• Task prompt: Only the lines from the one containing "Task: spot one point per instance of the black shoe." through the end of the data below should be copied, each exactly as written and with both ends kept.

• The records:
________________________________________
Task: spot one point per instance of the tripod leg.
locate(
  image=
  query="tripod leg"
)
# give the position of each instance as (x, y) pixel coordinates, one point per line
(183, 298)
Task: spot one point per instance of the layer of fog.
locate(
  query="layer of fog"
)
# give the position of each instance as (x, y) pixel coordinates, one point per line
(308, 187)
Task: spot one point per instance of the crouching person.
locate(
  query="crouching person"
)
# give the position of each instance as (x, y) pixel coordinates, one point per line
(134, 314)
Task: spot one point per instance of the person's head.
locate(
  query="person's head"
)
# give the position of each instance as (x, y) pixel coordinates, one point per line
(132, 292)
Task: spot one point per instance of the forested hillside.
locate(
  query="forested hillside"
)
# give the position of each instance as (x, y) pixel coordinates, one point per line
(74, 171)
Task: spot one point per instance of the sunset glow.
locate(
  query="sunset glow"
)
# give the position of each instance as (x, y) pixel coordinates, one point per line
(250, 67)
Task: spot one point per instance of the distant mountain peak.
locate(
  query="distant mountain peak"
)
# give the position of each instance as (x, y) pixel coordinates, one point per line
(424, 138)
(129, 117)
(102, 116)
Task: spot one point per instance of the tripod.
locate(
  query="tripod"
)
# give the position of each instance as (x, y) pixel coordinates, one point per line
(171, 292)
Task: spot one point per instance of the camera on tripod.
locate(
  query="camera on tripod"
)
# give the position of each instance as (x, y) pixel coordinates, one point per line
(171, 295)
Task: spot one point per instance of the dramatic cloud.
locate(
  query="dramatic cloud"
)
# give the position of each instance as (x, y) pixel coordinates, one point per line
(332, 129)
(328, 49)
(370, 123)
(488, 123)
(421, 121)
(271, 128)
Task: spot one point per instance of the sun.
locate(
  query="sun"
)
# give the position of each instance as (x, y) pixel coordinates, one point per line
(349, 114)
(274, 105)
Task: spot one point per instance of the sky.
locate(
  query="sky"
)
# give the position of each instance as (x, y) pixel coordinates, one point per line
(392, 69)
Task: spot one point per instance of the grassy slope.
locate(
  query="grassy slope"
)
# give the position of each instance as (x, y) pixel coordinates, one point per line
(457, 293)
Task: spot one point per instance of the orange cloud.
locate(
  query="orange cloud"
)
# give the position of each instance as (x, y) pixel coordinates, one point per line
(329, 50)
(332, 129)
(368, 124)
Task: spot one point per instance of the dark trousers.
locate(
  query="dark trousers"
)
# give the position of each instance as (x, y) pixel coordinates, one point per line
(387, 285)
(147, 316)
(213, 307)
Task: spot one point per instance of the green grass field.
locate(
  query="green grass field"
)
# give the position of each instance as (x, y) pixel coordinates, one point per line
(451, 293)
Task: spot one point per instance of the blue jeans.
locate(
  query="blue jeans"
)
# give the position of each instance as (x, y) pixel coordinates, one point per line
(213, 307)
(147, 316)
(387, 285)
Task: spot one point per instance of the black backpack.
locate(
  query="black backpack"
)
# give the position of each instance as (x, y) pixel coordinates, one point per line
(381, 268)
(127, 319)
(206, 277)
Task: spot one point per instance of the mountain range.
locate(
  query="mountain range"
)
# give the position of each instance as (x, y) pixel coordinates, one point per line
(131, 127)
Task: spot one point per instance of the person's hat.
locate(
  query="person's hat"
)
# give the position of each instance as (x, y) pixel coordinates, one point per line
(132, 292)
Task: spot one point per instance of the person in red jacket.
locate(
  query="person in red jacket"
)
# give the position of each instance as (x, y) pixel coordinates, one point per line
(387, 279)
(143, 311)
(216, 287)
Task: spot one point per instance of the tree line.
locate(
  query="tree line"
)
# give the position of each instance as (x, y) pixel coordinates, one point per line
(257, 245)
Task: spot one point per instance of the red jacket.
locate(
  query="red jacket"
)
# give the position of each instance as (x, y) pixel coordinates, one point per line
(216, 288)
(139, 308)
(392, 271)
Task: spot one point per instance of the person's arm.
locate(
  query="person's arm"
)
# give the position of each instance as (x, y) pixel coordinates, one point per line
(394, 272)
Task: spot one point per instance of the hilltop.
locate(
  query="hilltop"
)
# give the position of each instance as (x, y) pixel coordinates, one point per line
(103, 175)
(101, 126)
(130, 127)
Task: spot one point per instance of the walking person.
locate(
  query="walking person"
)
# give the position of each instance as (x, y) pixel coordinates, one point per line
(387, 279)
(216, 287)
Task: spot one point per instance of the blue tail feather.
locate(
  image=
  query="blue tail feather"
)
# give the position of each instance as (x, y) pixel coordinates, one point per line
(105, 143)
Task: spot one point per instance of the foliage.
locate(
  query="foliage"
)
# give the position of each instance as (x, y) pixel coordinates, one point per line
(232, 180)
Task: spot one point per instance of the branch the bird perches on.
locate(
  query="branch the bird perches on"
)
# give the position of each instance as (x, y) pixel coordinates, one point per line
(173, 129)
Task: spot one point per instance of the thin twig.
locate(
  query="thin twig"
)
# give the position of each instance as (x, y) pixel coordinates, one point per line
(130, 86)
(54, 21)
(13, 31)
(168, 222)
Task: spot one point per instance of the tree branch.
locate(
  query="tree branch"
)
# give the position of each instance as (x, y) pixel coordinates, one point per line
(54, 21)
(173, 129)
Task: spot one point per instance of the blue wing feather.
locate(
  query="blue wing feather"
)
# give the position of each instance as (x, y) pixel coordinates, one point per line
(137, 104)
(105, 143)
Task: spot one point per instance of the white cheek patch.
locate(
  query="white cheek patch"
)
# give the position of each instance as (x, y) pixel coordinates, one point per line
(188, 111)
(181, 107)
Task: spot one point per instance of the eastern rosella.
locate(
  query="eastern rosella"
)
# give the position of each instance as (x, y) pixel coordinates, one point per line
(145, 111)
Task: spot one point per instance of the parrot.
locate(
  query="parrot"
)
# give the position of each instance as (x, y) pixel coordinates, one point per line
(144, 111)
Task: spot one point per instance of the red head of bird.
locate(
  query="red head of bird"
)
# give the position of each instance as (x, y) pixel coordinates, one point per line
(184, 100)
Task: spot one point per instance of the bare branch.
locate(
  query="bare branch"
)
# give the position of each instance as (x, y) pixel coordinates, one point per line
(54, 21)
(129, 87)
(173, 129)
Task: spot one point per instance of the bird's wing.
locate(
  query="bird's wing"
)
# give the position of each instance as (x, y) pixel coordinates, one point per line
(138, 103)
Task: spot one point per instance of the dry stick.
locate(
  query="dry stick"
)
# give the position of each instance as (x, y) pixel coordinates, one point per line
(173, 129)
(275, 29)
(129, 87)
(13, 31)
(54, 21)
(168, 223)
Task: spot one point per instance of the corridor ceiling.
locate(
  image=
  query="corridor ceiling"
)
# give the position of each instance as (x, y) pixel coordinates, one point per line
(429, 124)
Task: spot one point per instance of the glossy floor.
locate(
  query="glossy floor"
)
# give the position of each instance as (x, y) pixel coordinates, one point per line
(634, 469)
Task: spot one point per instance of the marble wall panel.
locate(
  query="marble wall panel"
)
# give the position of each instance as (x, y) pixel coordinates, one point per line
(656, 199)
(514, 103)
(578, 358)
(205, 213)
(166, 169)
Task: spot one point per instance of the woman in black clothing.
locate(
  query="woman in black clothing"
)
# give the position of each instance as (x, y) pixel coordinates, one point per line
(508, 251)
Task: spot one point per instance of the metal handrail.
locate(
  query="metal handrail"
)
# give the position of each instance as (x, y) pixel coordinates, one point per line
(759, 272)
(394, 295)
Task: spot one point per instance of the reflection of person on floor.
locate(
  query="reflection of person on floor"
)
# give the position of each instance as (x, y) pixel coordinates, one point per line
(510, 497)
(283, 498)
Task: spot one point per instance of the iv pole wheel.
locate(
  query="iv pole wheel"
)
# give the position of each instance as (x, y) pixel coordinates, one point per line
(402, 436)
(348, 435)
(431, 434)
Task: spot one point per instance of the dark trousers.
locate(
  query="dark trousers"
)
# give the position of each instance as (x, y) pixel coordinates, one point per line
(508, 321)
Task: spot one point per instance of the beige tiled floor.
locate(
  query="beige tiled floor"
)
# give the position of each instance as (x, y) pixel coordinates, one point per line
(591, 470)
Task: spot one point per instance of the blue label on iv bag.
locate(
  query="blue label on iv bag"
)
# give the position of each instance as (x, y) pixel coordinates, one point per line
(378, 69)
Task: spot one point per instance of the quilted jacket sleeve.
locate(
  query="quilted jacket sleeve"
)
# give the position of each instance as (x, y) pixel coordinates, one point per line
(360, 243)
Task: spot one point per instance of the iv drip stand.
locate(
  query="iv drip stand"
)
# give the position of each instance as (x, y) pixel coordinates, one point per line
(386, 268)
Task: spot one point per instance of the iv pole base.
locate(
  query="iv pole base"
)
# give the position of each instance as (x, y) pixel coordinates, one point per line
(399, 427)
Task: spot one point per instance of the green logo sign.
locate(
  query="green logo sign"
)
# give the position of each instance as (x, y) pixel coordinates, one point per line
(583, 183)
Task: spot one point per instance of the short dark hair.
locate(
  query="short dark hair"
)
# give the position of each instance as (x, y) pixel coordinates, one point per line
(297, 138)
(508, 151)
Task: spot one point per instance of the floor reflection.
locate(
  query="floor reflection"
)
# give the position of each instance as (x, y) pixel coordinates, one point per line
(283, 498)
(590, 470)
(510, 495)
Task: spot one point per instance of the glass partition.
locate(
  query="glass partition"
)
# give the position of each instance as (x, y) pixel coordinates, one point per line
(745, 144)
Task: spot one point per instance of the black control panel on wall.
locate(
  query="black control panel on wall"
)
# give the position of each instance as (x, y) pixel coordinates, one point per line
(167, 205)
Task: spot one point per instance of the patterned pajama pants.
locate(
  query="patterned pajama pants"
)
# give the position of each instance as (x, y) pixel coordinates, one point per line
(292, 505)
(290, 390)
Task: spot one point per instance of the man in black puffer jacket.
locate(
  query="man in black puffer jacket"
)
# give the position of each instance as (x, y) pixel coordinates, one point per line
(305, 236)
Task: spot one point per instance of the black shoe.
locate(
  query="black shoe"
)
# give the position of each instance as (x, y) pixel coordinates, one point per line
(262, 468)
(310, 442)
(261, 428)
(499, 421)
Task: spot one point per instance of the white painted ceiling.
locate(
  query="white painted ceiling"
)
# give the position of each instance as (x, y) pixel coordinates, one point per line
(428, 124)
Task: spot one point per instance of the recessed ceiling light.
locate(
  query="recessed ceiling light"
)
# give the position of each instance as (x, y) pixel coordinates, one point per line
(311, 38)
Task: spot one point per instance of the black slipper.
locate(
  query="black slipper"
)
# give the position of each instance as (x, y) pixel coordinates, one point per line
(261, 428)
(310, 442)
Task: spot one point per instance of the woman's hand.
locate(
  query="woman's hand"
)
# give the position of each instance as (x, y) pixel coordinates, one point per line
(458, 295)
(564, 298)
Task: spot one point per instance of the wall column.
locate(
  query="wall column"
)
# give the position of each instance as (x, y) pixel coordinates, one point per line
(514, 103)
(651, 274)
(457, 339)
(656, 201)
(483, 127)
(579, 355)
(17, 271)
________________________________________
• Response for this exercise:
Task: spot one point per instance of the black shoe.
locate(
  query="black shoe"
)
# give the position of each instance as (x, y) pixel coordinates, one point per line
(262, 468)
(310, 442)
(261, 428)
(499, 421)
Task: spot one point per instance of the white painted ceiling.
locate(
  query="white painted ceiling"
)
# give the position of each instance as (x, y) pixel coordinates, one point per line
(428, 124)
Task: spot one point per instance of the recessed ceiling light.
locate(
  query="recessed ceiling light"
)
# give the position of each instance as (x, y) pixel coordinates, one point per line
(311, 38)
Task: spot one point per instance of the black slipper.
locate(
  query="black slipper"
)
# give the position of each instance as (x, y) pixel coordinates, one point per line
(261, 428)
(310, 442)
Task: spot one point per instance of the woman's hand.
locate(
  query="woman's hand"
)
# give the position of each instance as (x, y) pixel coordinates, one point per line
(458, 295)
(564, 298)
Task: spot one point per instance of the wall column.
locate(
  query="wall column"
)
# give the position of each instance as (x, y) pixel coordinates, one point per line
(514, 103)
(651, 274)
(457, 339)
(656, 201)
(483, 127)
(579, 355)
(17, 271)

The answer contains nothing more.